> **WORK TO COMPLETE**:
Please quote the listing below word for word, from its first line through the line holding "x=713 y=458", both included. Leave the pictures out of your copy.

> **STORED RECORDS**:
———

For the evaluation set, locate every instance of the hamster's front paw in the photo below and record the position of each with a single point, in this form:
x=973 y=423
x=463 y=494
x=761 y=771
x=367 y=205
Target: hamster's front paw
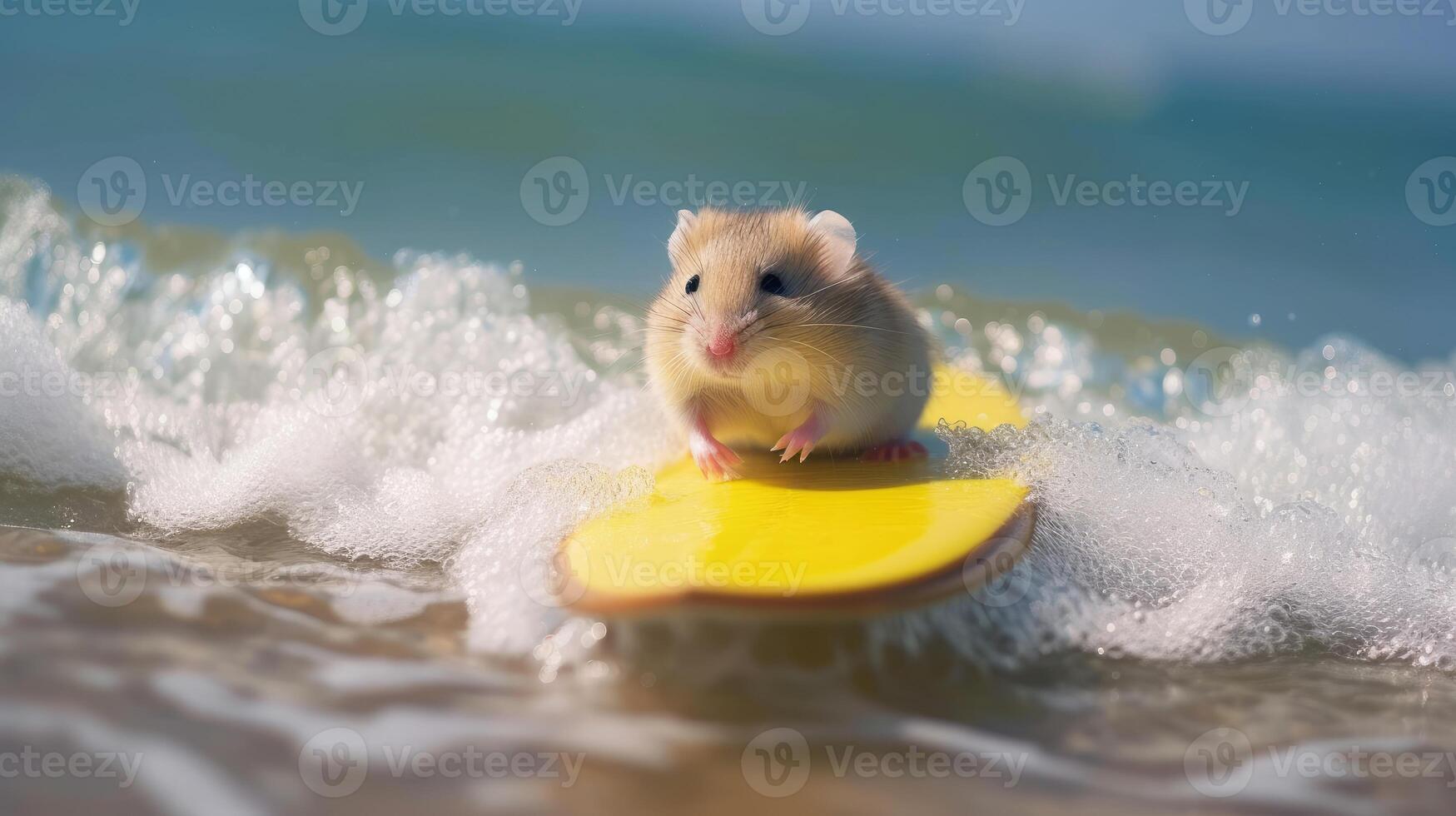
x=801 y=440
x=713 y=458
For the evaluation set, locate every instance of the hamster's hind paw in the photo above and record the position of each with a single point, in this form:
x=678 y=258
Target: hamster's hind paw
x=800 y=440
x=899 y=450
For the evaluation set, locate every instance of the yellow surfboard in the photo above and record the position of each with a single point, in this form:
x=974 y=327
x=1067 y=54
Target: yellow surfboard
x=829 y=535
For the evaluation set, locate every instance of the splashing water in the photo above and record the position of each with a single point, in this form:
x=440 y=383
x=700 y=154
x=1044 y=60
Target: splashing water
x=424 y=413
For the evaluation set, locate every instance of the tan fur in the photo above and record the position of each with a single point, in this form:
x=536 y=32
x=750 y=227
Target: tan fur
x=877 y=334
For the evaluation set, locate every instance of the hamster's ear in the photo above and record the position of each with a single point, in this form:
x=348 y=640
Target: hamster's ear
x=678 y=242
x=837 y=236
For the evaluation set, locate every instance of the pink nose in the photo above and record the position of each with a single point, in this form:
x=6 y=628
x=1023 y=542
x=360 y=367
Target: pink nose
x=723 y=344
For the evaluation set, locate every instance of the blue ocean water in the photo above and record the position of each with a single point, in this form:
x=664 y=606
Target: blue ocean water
x=437 y=120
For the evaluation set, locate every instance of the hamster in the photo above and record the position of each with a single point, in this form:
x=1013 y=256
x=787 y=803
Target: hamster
x=773 y=332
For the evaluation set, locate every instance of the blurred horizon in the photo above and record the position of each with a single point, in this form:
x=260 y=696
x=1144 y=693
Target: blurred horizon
x=447 y=124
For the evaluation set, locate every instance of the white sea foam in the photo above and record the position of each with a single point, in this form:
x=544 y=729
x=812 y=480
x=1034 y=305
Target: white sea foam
x=1294 y=520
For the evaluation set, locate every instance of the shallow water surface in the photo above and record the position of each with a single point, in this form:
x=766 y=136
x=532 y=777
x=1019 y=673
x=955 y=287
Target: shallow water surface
x=274 y=535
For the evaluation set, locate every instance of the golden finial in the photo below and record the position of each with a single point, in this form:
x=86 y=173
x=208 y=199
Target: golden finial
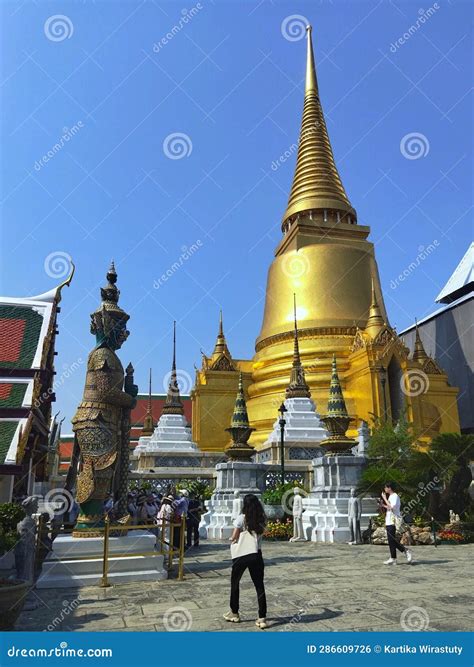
x=375 y=320
x=311 y=84
x=316 y=185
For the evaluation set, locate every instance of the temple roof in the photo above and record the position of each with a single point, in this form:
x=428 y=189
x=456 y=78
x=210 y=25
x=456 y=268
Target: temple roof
x=461 y=281
x=316 y=183
x=27 y=331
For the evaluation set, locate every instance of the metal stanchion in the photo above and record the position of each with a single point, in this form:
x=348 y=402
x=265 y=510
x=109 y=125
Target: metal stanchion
x=170 y=546
x=105 y=564
x=181 y=548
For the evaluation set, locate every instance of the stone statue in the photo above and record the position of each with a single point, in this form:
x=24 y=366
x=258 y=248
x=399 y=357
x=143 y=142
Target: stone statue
x=99 y=420
x=237 y=504
x=25 y=548
x=354 y=513
x=298 y=533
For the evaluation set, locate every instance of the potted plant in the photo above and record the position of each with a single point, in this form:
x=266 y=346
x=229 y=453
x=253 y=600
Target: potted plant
x=278 y=530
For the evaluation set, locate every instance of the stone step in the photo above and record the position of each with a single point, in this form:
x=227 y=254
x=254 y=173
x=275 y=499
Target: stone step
x=94 y=579
x=57 y=567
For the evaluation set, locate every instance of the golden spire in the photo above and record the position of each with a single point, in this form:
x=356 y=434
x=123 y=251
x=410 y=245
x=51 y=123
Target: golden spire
x=298 y=387
x=173 y=404
x=316 y=183
x=221 y=358
x=148 y=423
x=375 y=321
x=419 y=352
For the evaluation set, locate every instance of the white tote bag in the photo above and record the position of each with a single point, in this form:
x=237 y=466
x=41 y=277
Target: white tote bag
x=247 y=544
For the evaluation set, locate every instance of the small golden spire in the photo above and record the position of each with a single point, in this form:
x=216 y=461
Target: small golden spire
x=316 y=183
x=375 y=320
x=148 y=423
x=221 y=358
x=419 y=352
x=173 y=404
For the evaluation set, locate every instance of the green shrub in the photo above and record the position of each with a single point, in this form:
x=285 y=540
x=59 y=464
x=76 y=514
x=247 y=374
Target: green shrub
x=10 y=515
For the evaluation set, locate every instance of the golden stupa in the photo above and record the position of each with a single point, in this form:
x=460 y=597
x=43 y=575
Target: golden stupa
x=325 y=258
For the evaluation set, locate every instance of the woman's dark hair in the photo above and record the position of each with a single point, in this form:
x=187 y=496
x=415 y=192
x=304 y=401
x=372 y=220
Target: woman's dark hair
x=255 y=519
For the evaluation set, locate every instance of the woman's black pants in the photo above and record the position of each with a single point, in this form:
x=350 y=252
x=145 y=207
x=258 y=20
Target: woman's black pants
x=254 y=563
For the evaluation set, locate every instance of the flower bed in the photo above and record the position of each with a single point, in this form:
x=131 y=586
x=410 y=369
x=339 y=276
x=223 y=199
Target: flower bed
x=451 y=537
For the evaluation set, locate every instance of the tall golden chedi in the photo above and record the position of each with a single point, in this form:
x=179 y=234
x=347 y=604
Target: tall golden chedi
x=325 y=258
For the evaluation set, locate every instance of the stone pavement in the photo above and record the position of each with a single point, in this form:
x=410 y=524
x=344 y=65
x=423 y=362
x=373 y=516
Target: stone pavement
x=310 y=587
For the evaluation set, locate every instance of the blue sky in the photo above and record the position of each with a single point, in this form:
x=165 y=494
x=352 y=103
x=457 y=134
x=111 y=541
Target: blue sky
x=232 y=82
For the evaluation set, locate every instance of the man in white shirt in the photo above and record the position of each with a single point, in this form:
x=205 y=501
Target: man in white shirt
x=391 y=502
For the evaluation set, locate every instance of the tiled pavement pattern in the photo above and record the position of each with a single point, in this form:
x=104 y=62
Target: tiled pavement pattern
x=309 y=588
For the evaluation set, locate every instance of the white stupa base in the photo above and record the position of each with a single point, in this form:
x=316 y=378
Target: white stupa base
x=325 y=518
x=64 y=567
x=303 y=433
x=242 y=476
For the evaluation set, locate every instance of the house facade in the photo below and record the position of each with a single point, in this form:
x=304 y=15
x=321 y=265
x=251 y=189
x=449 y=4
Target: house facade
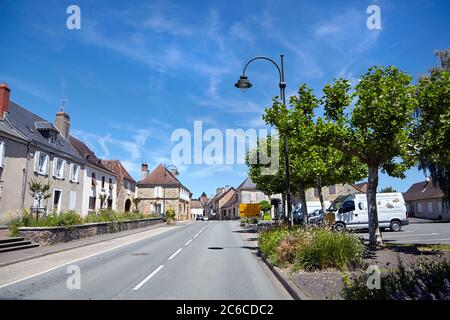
x=424 y=200
x=160 y=190
x=125 y=185
x=221 y=205
x=330 y=193
x=99 y=183
x=44 y=155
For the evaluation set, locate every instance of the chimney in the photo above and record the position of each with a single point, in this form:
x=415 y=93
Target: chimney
x=4 y=99
x=62 y=122
x=144 y=171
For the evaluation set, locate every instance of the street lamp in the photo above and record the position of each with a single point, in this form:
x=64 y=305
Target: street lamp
x=243 y=83
x=167 y=167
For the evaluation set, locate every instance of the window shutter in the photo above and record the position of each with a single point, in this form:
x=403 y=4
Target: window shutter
x=63 y=169
x=55 y=167
x=37 y=155
x=47 y=164
x=2 y=153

———

> **SOLUTION TO THE PROBLEM**:
For the evaluation set, locate every instance of the hamster's front paw in the photo below and record the position of each with a single point, in this form:
x=973 y=423
x=463 y=494
x=761 y=771
x=367 y=205
Target: hamster's front paw
x=801 y=440
x=713 y=458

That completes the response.